_Objective_
Put these lines into a numbered list, leaving out any blank lines.
-- Start of Data to use --
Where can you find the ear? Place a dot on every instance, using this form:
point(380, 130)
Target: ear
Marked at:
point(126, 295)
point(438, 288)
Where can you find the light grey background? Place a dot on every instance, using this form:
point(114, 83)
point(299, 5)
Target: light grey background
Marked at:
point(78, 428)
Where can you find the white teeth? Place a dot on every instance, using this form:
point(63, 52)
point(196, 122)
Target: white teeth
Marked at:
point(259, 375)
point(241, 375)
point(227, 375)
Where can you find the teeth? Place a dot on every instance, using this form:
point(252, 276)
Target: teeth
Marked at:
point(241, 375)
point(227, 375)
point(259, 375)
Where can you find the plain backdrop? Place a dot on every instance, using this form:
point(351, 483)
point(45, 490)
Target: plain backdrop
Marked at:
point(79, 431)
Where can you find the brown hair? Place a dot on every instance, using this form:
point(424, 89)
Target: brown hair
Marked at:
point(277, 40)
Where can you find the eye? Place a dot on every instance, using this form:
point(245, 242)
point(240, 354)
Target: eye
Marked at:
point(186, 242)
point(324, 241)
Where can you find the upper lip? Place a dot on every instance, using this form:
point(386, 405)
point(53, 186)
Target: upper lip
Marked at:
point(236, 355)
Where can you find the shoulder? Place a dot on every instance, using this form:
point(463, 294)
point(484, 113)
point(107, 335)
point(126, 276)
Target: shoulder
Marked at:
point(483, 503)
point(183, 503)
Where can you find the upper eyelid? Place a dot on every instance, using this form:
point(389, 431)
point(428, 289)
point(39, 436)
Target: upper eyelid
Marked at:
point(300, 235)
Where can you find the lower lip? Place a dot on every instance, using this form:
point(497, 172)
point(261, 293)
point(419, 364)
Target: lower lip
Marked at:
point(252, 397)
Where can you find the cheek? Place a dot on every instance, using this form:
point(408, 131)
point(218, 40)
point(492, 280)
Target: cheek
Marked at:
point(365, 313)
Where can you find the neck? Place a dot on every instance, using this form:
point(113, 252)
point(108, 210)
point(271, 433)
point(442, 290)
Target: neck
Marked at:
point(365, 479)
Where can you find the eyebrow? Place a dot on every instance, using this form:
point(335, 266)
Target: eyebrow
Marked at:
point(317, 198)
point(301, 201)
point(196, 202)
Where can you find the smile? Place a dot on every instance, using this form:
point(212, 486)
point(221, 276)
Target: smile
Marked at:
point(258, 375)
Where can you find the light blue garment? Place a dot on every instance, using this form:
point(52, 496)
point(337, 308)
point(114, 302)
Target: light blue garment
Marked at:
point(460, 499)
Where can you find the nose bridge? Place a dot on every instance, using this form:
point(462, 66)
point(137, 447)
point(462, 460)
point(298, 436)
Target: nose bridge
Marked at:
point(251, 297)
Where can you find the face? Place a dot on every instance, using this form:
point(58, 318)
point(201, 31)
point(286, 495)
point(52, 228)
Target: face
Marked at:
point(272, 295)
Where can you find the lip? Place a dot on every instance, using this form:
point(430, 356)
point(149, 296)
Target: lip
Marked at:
-- End of Data to use --
_Solution below_
1. Where can you find the ear? Place a dot on every instance, using this form:
2. point(380, 130)
3. Target: ear
4. Marked at:
5. point(126, 295)
6. point(438, 288)
7. Where can you find the light grey background? Place a dot on every instance, using this form:
8. point(114, 83)
9. point(299, 5)
10. Target: light grey background
11. Marked at:
12. point(78, 428)
13. Where can you find the white teeth? Place a dot on every instance, using this form:
14. point(63, 52)
15. point(196, 122)
16. Target: white teeth
17. Marked at:
18. point(259, 375)
19. point(241, 375)
20. point(227, 375)
21. Where can you find the teeth? Place a dot on every instance, using this form:
22. point(252, 276)
23. Target: teeth
24. Marked at:
25. point(241, 375)
26. point(227, 375)
27. point(259, 375)
28. Where can you find the plain backdrop? Place a dot on every instance, using this form:
29. point(351, 483)
30. point(45, 490)
31. Target: plain backdrop
32. Marked at:
33. point(79, 431)
34. Where can you find the brown hair? Place a dot on every instance, using this form:
35. point(424, 89)
36. Target: brown hair
37. Marked at:
38. point(277, 40)
39. Where can you find the eye? Place a dot on every instance, using this form:
40. point(245, 242)
41. point(240, 354)
42. Target: eye
43. Marked at:
44. point(186, 242)
45. point(324, 241)
46. Where can you find the upper lip? Place a dot on every instance, using this form:
47. point(386, 405)
48. point(53, 186)
49. Target: upper lip
50. Marked at:
51. point(236, 355)
52. Where can you find the shoulder? Place a dot on every instance, using this form:
53. point(463, 294)
54. point(484, 113)
55. point(107, 335)
56. point(126, 276)
57. Target: shoulder
58. Marked at:
59. point(483, 503)
60. point(183, 503)
61. Where can you find the upper eyelid? Place a dot on every instance, using this form:
62. point(389, 431)
63. point(428, 289)
64. point(39, 436)
65. Target: upper eyelid
66. Marked at:
67. point(300, 235)
68. Where can you find the lower lip? Place a dot on every instance, using this form:
69. point(497, 172)
70. point(261, 293)
71. point(419, 364)
72. Target: lower lip
73. Marked at:
74. point(252, 397)
75. Where can you find the cheek? Place a dot on every instance, using this form:
76. point(408, 131)
77. point(218, 40)
78. point(492, 280)
79. Target: cheek
80. Marked at:
81. point(365, 313)
82. Where can you find the neck? Place a dot on every instance, using this form:
83. point(113, 252)
84. point(108, 210)
85. point(271, 433)
86. point(442, 290)
87. Target: neck
88. Marked at:
89. point(365, 479)
90. Where can you find the eyebrow? Place a dot on every instance, using this form:
91. point(335, 266)
92. Target: eyebrow
93. Marked at:
94. point(317, 198)
95. point(301, 201)
96. point(196, 202)
97. Where can you find the smile? Place a dot on every instance, using this form:
98. point(212, 486)
99. point(221, 276)
100. Target: smile
101. Marked at:
102. point(258, 375)
103. Where can you find the light blue garment? Place a dot on every instance, using this form:
104. point(52, 496)
105. point(337, 308)
106. point(114, 302)
107. Target: light blue garment
108. Marked at:
109. point(460, 499)
110. Where can you find the nose bridge? Place a dot on every instance, using this form:
111. point(462, 66)
112. point(137, 447)
113. point(462, 460)
114. point(298, 436)
115. Target: nose bridge
116. Marked at:
117. point(251, 297)
118. Where can you find the face? Place a dot on every instance, using this form:
119. point(58, 318)
120. point(201, 31)
121. point(286, 495)
122. point(52, 228)
123. Target: face
124. Marked at:
125. point(272, 295)
126. Where can you find the lip? Place a dot on every instance, using this form:
127. point(430, 356)
128. point(149, 296)
129. Target: lip
130. Marked at:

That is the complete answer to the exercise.